**Provided text:**
Gene Regulating Treatment Response in Multiple Sclerosis Identified

A gene for multiple sclerosis (MS) activity has been identified, according to research published in the Annals of Neurology.

Researchers from Brigham and Women’s Hospital examined MS patient disease activity and its link to interferon-beta treatment in order to identify biomarkers for further clinical development and to investigate the pathophysiology of MS disease activity. The researchers wrote that some MS patients experience disease activity despite treatments. Moreover, the authors said, early identification of the most effective drug is important to impacting the long-term outcome for each individual MS patient and improving the personalized approach for treatment.

“This study highlights the fact that genetic variation has a role in the course of a patient’s disease in MS, but that this role is modest and will require much larger studies to be understood in detail,” study author Philip De Jager, MD, PhD, director of the Program in Translational NeuroPsychiatric Genomics at the Ann Romney Center for Neurologic Diseases at BWH explained in a press release. “We need to expand this type of international, collaborative science.”

After screening the genome of MS patients being treated with interferon-beta at the affiliated hospitals of each of the authors (which included Brigham and Women’s, as well as hospitals in Italy and France), the researchers found that the gene that was the most highly indicative of whether or not a patient would respond to treatment was SLC9A9.

“Further work is now needed to validate our results in other collections of patients, particularly patients treated with other MS medications, to evaluate whether the effect of the genetic variant is limited to interferon-beta treatment or is relevant to other clinical MS treatments,” Filippo Martinelli Boneschi, MD, PhD, of San Raffaele Scientific Institute, continued in the statement.

The researchers added that although the role is confirmed in MS, it is weak. The laboratory work in the study demonstrated that the loss of the SLC9A9 gene contributes to immune cells becoming much more likely to initiate damaging immune reactions.

“Manipulations of this gene in mice and in human cells will lead us to better understand mechanisms that are involved in the autoimmune response that causes MS,” added Wassim Elyaman, PhD, an investigator in the Program in Translational NeuroPsychiatric Genomics at the Ann Romney Center for Neurologic Diseases at BWH.

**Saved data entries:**
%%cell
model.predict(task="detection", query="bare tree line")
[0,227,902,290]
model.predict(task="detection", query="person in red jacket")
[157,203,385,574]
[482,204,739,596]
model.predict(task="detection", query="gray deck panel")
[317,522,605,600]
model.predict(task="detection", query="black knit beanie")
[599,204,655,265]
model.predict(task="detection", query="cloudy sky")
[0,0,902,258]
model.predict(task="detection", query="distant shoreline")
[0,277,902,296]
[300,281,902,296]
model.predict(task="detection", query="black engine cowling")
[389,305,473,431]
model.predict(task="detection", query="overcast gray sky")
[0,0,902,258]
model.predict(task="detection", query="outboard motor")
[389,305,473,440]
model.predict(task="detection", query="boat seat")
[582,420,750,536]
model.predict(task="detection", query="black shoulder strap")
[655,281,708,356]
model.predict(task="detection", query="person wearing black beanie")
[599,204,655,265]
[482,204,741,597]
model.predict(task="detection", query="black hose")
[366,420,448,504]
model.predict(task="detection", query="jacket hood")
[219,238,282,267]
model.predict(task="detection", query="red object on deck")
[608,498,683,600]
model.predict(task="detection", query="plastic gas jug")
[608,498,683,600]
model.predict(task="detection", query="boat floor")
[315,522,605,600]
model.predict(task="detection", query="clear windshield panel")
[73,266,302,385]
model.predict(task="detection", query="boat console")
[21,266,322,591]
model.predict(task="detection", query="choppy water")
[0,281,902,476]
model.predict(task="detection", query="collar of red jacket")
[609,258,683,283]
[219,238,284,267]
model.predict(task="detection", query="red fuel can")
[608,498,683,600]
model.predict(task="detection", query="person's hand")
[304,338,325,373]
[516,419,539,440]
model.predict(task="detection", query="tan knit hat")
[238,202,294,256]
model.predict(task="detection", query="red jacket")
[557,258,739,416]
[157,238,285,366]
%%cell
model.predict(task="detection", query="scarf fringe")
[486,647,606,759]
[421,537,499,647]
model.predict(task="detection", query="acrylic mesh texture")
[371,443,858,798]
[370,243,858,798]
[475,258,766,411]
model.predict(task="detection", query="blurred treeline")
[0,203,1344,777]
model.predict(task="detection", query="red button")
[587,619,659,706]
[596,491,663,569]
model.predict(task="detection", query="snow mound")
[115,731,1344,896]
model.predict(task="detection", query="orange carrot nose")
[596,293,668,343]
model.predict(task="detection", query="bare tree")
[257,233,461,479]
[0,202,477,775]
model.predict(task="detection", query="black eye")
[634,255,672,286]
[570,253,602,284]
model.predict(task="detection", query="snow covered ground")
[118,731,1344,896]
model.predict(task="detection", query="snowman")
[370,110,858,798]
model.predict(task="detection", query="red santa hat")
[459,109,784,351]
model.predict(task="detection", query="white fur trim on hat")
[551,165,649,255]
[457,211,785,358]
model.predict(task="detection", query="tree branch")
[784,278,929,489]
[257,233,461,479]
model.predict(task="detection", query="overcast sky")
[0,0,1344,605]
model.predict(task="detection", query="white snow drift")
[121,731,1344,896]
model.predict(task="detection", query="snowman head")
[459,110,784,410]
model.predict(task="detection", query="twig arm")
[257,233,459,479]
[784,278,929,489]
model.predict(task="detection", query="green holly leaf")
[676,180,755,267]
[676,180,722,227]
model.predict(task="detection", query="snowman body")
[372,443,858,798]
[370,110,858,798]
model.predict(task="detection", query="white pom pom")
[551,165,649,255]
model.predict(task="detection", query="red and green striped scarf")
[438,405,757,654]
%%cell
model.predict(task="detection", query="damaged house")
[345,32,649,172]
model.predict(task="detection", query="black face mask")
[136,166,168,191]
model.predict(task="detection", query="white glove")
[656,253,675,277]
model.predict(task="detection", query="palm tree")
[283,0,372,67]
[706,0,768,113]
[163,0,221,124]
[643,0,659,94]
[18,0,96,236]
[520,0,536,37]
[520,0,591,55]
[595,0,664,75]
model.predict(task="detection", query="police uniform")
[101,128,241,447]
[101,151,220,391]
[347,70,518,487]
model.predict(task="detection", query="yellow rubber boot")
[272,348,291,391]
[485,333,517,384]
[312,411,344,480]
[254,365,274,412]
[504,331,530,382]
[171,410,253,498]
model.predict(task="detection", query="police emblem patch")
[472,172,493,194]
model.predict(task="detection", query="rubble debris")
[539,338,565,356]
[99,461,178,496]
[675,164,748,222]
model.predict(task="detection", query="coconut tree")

**Questions to answer:**
1) In the article on the multiple sclerosis gene, which gene was most highly indicative of whether a patient would respond to interferon-beta treatment?
2) Write out the passage of the multiple sclerosis article starting with "The researchers added" and going on through "damaging immune reactions.", substituting "modest" for "weak".

**Responses to the tasks:**
1) SLC9A9

2)
The researchers added that although the role is confirmed in MS, it is modest. The laboratory work in the study demonstrated that the loss of the SLC9A9 gene contributes to immune cells becoming much more likely to initiate damaging immune reactions.